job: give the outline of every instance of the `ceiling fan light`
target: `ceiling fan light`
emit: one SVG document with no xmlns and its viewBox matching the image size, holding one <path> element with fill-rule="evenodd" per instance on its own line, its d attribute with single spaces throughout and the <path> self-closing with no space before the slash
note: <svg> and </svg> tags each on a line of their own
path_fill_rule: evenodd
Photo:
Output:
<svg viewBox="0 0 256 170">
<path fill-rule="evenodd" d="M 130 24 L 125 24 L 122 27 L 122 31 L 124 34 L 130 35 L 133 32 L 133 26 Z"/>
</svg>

■ ■ ■ ■ ■ ■ ■

_Written exercise_
Please rename "ceiling fan light" to "pendant lamp" throughout the items above, and write the items out again with nothing else altered.

_Solution to the exercise_
job: give the outline of every instance of the `pendant lamp`
target: `pendant lamp`
emit: one SVG document with no xmlns and its viewBox matching the image size, holding one <path> element with fill-rule="evenodd" per instance on its own line, its d attribute with single spaces throughout and the <path> self-closing with no space before the slash
note: <svg> and </svg> tags each on a line of their own
path_fill_rule: evenodd
Photo:
Output:
<svg viewBox="0 0 256 170">
<path fill-rule="evenodd" d="M 130 24 L 125 24 L 122 27 L 122 31 L 124 34 L 130 35 L 133 32 L 133 26 Z"/>
</svg>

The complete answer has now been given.